Excerto do texto
════════════════

17. Tal como com a generalidade dos incautos que se deixaram levar na conversa do BPN, também o Autor foi objecto de aliciamento por parte do seu gestor de conta no BPN para a compra do produto (papel comercial) em questão. [aditado pela Relação]

18. O Autor é por natureza avesso a qualquer tipo de jogo ou de risco e sempre fez questão de o frisar junto dos seus interlocutores do BPN. [aditado pela Relação]

19. Os funcionários do BPN que lidavam com o Autor sabiam que este não tinha por hábito investir na Bolsa e que era cliente de perfil conservador, que detinha depósitos a prazo e subscrevera obrigações emitidas pelo BPN ou pela SLN. [aditado pela Relação]

20. O Autor, se fosse devidamente informado sobre as características e risco associado das Obrigações SLN Rendimento Mais 2006 não aceitaria subscrever tal produto. [aditado pela Relação]

21. O Autor tinha plena confiança nos seus interlocutores do Banco, por achar que eram pessoas íntegras e de palavra, que se preocupavam com os interesses dos clientes do Banco e que, especialmente no que toca ao seu gestor de conta, lhe prestava aconselhamento profissional quanto à gestão das suas poupanças. [aditado pela Relação]

22. Muitos gestores de conta do BPN aconselharam os seus clientes a subscrever o novo produto (SLN Rendimento Mais 2006) que lhes era oferecido sem terem a exacta noção do que se tratava. [aditado pela Relação]

6. Tendo em conta o disposto no n.º 4 do art. 635.º do Código de Processo Civil, o objecto do recurso delimita-se pelas respectivas conclusões, sem prejuízo da apreciação das questões de conhecimento oficioso.

Assim, o presente recurso tem como objecto a seguinte questão:

• Verificação dos pressupostos (ilicitude, nexo de causalidade e dano indemnizável) da responsabilidade do intermediário financeiro.

7. Entenderam as instâncias, e não vem posto em causa, que a intervenção do Banco BPN no processo de subscrição pelo A., em 19/12/2006, do produto financeiro Obrigação SLN 2006, é qualificável como actividade de intermediação financeira, abrangida pelo regime do Código dos Valores Mobiliários, na redacção em vigor à data da subscrição.

Nos termos da fundamentação do Acórdão de Uniformização de Jurisprudência n.º 8/2022, proferido em processo no qual estavam em causa o mesmo produto financeiro e as mesmas entidades financeiras, diferindo apenas a pessoa do investidor, termos que são, por isso, válidos para o caso dos autos:

«Enquanto intermediário financeiro, o Banco tratou da comercialização, aos seus balcões, das Obrigações SLN, executando ordens de subscrição – que lhe foram transmitidas pelo Autor – das obrigações emitidas por uma terceira entidade – a SLN-Sociedade Lusa de Negócios, S.A. [artigos 289.°, n.°1, 290.°, n.°1, al. b) e 293.°, n.°1, al. a), todos do Código dos Valores Mobiliários, aprovado pelo Decreto-Lei n.°486/99, de 13 de novembro], donde resulta a qualificação jurídica da intervenção do Banco como um serviço e uma atividade de intermediação financeira e o contrato celebrado entre o Autor e a Ré um contrato de intermediação financeira (...).

════════════════

Lista de tarefas
a. Devolva, sem alterações, o trecho do excerto que começa em "21. O Autor" e termina em "de conhecimento oficioso.".
b. Enumere todos os pressupostos da responsabilidade do intermediário financeiro indicados no excerto.

════════════════

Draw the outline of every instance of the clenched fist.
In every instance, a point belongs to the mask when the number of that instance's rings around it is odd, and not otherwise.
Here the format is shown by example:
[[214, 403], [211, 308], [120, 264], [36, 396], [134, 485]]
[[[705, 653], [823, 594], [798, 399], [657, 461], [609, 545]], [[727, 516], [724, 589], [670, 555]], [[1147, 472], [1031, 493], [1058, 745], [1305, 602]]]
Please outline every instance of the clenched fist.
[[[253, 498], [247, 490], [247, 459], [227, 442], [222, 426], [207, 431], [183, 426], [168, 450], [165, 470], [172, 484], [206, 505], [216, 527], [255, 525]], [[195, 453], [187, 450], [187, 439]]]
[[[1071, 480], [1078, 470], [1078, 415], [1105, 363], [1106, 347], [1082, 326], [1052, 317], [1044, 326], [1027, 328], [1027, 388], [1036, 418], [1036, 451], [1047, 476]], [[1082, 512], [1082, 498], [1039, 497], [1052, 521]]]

════════════════

Respostas às tarefas
a.
21. O Autor tinha plena confiança nos seus interlocutores do Banco, por achar que eram pessoas íntegras e de palavra, que se preocupavam com os interesses dos clientes do Banco e que, especialmente no que toca ao seu gestor de conta, lhe prestava aconselhamento profissional quanto à gestão das suas poupanças. [aditado pela Relação]

22. Muitos gestores de conta do BPN aconselharam os seus clientes a subscrever o novo produto (SLN Rendimento Mais 2006) que lhes era oferecido sem terem a exacta noção do que se tratava. [aditado pela Relação]

6. Tendo em conta o disposto no n.º 4 do art. 635.º do Código de Processo Civil, o objecto do recurso delimita-se pelas respectivas conclusões, sem prejuízo da apreciação das questões de conhecimento oficioso.

b.
- ilicitude
- nexo de causalidade
- dano indemnizável